> _WHAT TO DO_
Extract, exactly as written, all lines of the material below from the line that includes "Indicate the overcast" through its last line.

> _MATERIAL SUPPLIED_
# # #

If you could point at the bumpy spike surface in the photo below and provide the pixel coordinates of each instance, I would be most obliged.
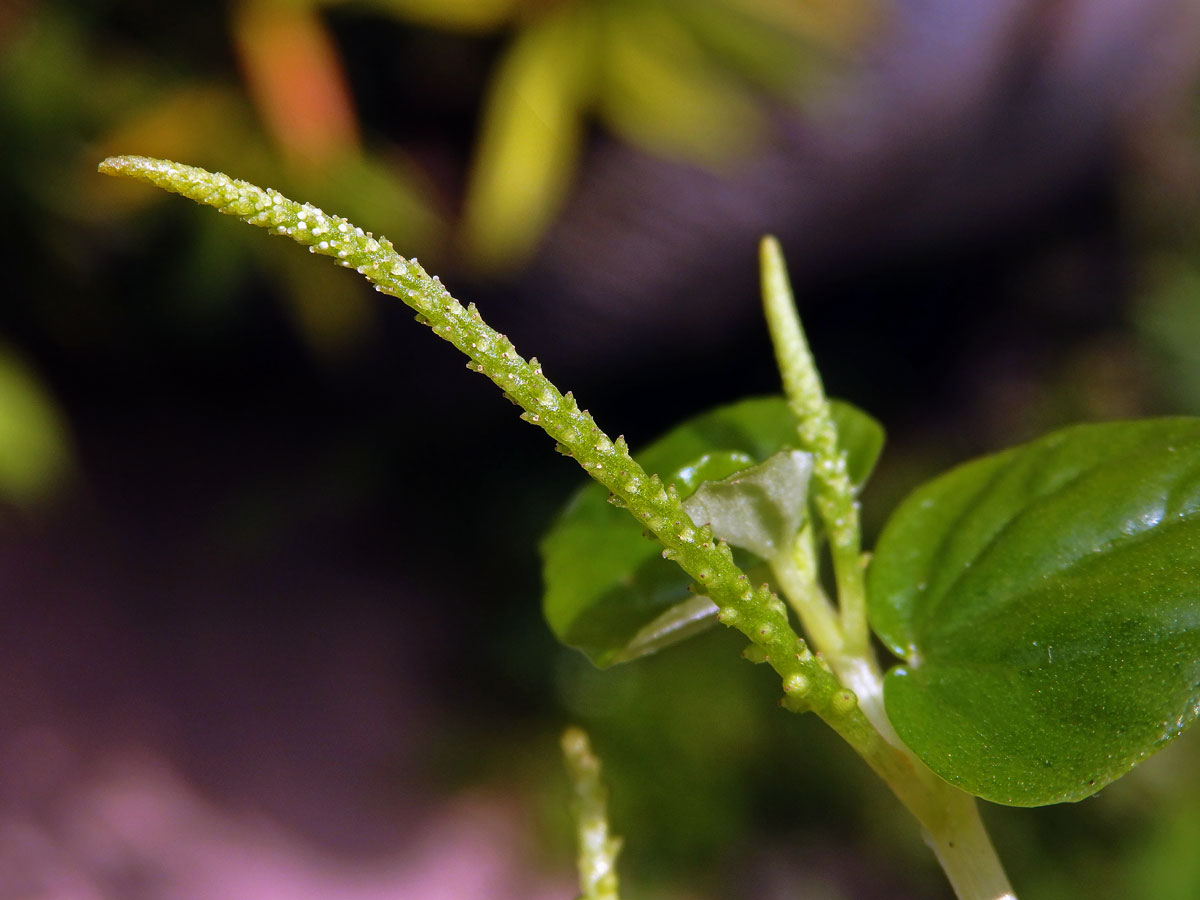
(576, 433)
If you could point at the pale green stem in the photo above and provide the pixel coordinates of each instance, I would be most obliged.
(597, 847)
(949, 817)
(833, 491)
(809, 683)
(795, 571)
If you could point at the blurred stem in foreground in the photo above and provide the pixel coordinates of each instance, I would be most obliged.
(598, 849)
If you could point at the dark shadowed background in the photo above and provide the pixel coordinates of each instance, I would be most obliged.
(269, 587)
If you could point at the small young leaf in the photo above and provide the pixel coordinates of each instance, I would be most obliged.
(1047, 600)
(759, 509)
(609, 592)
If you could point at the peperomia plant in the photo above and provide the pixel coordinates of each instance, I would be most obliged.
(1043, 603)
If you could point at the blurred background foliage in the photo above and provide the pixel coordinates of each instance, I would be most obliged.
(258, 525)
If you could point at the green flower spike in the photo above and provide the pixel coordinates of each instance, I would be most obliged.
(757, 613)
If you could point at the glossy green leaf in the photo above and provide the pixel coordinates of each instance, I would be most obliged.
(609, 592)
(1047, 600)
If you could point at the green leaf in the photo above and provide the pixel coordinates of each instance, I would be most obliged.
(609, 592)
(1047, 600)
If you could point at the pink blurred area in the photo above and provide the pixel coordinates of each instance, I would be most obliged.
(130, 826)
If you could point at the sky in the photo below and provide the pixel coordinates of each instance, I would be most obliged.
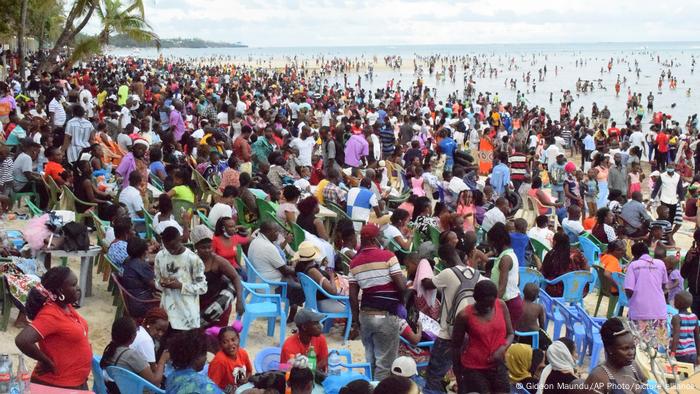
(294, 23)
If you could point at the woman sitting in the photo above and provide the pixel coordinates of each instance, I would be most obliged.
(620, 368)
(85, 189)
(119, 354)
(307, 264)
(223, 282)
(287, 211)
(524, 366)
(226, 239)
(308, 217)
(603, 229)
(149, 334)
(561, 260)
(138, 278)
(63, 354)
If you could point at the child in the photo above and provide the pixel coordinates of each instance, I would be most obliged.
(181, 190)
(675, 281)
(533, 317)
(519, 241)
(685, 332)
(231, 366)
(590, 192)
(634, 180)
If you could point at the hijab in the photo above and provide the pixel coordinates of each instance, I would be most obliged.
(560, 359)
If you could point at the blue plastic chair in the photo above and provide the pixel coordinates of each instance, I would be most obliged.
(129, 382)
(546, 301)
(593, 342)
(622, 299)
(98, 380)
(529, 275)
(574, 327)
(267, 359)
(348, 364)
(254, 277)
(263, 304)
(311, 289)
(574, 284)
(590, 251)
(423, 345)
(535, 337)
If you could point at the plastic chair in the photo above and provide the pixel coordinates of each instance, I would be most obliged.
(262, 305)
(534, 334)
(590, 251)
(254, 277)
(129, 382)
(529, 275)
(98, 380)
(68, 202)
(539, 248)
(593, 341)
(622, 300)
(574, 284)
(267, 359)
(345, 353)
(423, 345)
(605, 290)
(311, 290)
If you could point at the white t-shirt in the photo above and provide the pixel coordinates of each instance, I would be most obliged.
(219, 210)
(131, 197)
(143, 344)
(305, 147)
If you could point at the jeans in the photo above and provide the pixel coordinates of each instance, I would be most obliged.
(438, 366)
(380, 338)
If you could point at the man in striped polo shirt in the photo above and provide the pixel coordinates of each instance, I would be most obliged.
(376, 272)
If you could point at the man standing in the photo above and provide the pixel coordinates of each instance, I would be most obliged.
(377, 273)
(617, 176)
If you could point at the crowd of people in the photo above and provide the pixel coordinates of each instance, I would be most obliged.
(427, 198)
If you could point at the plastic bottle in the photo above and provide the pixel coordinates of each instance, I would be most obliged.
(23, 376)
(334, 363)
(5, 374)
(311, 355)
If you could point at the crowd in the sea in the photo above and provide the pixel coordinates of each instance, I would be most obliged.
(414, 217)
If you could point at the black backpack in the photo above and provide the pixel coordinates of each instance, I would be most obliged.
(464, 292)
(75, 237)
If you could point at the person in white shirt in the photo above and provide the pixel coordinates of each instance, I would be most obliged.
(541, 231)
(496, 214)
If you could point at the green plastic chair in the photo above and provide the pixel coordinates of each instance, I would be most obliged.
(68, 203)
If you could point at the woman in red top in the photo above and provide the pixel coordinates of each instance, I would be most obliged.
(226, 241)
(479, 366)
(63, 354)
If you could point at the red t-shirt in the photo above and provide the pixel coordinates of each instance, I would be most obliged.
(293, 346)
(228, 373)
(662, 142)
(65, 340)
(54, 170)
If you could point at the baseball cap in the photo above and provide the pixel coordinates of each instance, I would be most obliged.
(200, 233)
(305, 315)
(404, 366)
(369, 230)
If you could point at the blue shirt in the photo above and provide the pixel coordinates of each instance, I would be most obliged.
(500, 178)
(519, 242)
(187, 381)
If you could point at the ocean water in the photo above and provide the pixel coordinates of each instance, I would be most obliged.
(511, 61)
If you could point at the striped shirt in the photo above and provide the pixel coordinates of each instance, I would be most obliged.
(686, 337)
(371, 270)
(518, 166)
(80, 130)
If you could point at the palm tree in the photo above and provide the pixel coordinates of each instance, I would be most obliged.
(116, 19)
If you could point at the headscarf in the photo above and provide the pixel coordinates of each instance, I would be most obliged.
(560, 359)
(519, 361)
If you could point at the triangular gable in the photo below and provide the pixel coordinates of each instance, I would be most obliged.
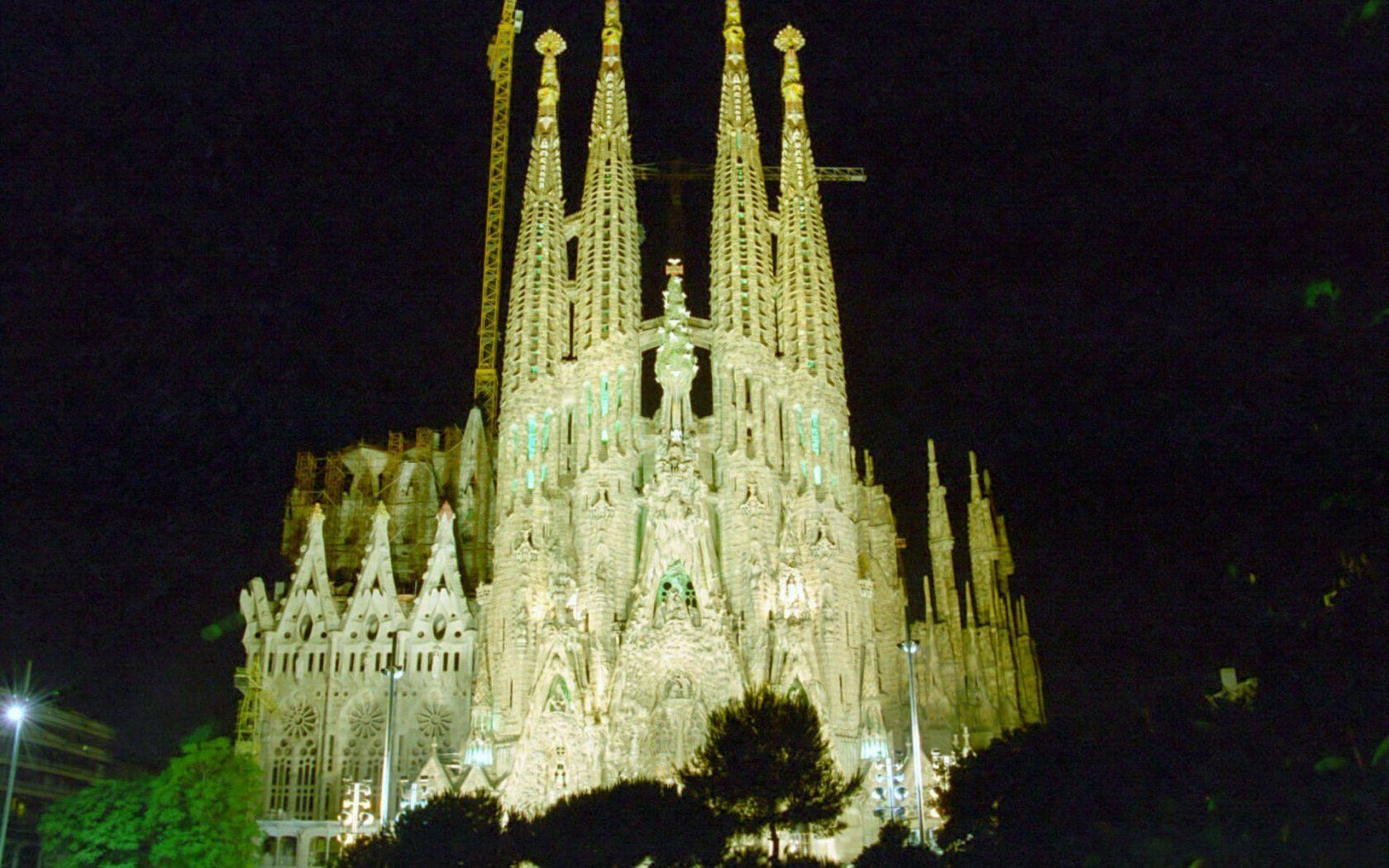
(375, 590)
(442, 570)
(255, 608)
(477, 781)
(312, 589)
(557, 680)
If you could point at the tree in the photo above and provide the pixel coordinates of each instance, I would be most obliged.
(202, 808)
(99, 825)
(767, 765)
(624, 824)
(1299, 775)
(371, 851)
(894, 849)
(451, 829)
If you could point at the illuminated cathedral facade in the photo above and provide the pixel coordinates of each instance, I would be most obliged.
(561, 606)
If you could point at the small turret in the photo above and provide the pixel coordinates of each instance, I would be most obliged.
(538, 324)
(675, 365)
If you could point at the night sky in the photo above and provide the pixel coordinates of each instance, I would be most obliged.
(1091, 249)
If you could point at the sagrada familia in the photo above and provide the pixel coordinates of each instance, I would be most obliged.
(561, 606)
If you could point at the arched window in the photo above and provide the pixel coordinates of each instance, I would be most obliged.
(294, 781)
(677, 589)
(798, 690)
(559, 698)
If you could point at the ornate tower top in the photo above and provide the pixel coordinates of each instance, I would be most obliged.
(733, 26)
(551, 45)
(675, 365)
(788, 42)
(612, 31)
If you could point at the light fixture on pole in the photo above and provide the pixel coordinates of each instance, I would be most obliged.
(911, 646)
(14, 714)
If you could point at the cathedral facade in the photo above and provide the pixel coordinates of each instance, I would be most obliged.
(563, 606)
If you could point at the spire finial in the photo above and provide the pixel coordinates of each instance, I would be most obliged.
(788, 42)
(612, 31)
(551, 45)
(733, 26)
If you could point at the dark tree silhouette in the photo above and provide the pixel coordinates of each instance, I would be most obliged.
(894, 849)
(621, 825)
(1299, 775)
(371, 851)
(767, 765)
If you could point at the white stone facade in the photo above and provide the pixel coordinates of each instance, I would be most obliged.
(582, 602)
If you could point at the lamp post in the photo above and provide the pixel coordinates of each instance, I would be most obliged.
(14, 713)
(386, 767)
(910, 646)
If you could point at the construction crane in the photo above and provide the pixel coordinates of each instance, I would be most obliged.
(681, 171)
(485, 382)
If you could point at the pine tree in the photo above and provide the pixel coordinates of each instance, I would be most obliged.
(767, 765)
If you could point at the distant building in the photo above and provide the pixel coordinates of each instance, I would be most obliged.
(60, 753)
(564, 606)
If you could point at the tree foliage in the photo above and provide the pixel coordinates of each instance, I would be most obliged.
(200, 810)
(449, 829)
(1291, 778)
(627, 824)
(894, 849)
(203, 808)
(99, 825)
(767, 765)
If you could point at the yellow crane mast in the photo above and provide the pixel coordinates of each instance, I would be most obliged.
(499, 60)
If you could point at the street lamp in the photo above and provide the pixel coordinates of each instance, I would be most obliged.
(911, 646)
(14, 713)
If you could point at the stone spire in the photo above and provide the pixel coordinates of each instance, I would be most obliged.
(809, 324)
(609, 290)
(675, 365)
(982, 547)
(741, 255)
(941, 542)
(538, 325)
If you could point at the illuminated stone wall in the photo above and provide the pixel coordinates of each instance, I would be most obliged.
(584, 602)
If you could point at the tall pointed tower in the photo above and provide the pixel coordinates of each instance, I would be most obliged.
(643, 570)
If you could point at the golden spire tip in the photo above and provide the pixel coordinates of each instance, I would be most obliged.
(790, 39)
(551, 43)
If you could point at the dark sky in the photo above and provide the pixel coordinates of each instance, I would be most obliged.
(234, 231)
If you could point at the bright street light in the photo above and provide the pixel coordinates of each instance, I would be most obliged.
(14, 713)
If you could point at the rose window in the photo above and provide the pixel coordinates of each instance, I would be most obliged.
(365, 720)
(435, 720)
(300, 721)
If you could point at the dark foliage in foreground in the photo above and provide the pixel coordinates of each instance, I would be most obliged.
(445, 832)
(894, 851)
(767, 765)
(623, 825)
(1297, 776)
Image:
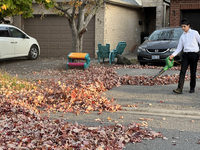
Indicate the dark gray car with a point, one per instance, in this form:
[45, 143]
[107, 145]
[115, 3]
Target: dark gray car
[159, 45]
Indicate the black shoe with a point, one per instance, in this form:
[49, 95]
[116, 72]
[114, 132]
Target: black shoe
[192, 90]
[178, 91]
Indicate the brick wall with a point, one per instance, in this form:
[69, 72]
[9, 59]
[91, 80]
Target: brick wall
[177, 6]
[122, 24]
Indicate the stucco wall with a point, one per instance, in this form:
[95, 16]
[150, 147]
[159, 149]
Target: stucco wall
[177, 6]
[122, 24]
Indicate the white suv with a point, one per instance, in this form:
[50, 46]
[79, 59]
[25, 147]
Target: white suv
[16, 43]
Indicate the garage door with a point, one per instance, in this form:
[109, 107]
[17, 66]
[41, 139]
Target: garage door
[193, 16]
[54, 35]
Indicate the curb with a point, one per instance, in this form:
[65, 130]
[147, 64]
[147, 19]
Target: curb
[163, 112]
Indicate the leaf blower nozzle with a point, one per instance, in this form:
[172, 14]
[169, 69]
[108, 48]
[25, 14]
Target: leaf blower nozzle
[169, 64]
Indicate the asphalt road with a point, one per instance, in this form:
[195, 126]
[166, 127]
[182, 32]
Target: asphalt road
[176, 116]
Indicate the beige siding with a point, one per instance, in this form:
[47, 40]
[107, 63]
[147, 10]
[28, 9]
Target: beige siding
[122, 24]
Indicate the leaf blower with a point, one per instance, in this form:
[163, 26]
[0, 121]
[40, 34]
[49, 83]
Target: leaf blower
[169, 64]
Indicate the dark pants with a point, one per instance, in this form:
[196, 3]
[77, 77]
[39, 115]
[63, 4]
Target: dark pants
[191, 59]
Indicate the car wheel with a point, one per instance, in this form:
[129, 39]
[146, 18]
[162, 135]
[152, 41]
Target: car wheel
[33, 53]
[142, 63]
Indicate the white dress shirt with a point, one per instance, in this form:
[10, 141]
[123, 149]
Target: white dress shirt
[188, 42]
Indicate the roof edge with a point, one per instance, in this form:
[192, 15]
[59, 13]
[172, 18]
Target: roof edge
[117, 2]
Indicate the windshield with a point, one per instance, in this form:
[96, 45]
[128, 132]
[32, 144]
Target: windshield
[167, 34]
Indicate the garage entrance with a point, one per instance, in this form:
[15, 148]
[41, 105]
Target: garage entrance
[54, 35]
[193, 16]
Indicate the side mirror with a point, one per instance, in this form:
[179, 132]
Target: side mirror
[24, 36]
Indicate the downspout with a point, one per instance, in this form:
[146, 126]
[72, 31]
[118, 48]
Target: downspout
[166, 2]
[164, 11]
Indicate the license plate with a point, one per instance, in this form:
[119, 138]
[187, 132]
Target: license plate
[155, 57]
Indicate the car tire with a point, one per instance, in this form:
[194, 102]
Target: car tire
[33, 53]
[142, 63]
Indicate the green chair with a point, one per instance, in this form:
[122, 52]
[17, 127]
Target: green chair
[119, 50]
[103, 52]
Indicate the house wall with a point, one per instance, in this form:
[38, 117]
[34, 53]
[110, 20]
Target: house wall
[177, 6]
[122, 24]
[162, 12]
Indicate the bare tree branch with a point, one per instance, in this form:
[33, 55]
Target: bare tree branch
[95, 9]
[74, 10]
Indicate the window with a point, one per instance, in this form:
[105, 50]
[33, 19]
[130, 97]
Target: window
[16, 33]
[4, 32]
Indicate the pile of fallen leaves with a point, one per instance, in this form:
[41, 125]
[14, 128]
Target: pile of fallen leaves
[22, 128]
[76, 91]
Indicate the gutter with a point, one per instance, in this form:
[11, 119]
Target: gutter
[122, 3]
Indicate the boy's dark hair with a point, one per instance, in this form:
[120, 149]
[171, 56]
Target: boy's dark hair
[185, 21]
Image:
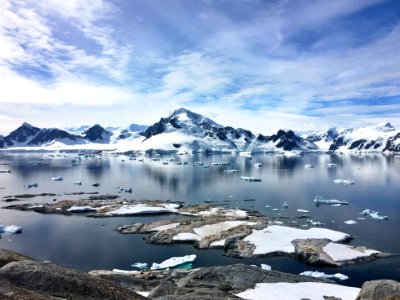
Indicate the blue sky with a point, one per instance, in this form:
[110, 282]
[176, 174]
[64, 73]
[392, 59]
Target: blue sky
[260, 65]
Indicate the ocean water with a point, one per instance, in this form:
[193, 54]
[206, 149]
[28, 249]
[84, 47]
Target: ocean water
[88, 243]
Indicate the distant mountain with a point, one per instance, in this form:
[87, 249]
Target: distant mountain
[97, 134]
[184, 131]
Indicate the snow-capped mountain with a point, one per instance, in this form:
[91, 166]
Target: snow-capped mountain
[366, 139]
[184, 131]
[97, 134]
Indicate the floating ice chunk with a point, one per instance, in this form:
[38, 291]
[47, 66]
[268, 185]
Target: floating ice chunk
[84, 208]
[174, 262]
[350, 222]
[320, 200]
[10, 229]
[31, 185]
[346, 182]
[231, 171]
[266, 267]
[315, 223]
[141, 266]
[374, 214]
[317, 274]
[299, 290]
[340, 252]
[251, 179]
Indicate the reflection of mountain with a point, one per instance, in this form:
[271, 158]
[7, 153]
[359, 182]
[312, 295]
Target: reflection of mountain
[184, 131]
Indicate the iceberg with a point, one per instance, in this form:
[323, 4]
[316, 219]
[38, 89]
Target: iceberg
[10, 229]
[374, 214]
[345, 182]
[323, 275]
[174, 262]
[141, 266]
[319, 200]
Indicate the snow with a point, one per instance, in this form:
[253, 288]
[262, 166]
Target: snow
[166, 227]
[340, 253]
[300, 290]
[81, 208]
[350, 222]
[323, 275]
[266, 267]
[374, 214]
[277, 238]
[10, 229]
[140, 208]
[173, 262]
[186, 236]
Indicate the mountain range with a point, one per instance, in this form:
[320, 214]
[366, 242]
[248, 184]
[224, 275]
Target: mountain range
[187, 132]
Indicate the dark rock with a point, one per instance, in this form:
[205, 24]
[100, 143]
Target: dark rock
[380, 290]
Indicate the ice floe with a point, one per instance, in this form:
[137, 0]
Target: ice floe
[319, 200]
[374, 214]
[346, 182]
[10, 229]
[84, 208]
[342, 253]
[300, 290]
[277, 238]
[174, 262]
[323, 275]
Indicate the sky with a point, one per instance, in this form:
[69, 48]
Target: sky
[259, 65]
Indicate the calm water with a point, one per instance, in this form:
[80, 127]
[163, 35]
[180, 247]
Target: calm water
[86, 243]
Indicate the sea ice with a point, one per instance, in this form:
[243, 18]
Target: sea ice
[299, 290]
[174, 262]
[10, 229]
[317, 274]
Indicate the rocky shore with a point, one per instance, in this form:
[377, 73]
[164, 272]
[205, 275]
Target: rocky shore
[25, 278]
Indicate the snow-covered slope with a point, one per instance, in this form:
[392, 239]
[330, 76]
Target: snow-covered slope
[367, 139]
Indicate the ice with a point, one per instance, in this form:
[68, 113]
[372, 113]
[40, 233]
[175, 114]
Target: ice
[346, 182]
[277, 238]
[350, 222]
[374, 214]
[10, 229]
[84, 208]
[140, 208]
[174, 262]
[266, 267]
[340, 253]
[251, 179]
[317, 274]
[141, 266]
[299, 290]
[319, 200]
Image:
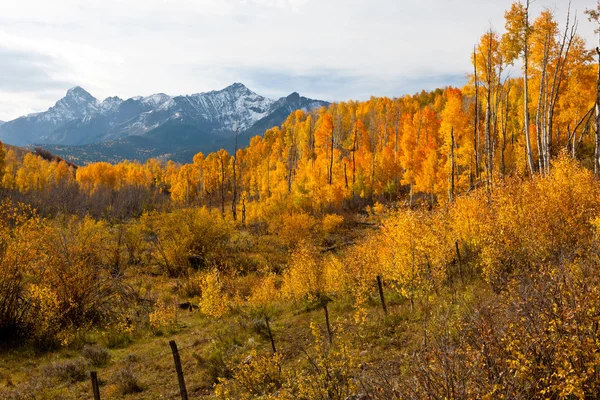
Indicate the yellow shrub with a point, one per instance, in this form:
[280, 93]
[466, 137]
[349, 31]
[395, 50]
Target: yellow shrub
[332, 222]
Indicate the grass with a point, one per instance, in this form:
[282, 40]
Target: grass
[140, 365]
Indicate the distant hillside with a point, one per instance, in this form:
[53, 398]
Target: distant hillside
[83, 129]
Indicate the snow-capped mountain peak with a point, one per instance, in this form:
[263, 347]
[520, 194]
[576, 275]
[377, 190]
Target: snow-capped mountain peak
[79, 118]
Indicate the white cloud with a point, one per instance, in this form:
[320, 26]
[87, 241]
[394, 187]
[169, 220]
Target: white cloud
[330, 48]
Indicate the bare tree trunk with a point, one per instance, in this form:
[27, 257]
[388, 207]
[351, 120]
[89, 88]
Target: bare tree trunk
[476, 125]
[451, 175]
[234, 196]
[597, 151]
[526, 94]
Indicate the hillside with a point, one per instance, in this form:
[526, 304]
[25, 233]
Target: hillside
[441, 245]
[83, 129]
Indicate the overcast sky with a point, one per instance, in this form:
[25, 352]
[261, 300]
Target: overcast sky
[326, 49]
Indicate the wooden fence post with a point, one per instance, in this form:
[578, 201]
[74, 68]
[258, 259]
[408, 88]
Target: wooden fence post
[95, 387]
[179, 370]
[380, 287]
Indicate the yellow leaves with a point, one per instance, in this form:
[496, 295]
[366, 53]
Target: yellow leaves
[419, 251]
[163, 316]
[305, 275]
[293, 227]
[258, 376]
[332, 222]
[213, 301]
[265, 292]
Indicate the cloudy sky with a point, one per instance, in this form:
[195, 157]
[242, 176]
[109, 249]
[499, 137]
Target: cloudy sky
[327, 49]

# # #

> _THE REPLY_
Indicate the overcast sky with a point, one per instance, in this form:
[25, 352]
[261, 300]
Target: overcast sky
[326, 49]
Indicate the wooden fence post with a point, one per instance, in this form:
[578, 201]
[74, 68]
[258, 259]
[408, 88]
Target: wooden fence post
[95, 387]
[179, 370]
[380, 287]
Indicate the yellow leaves with a point, one per instance, in this form:
[496, 295]
[366, 53]
Target: yellow leaves
[419, 251]
[163, 316]
[305, 275]
[293, 227]
[258, 376]
[332, 222]
[213, 301]
[265, 292]
Indicate the cloudy sky with a point, one per instance, in this form:
[195, 157]
[242, 176]
[109, 249]
[499, 137]
Target: cloudy sky
[327, 49]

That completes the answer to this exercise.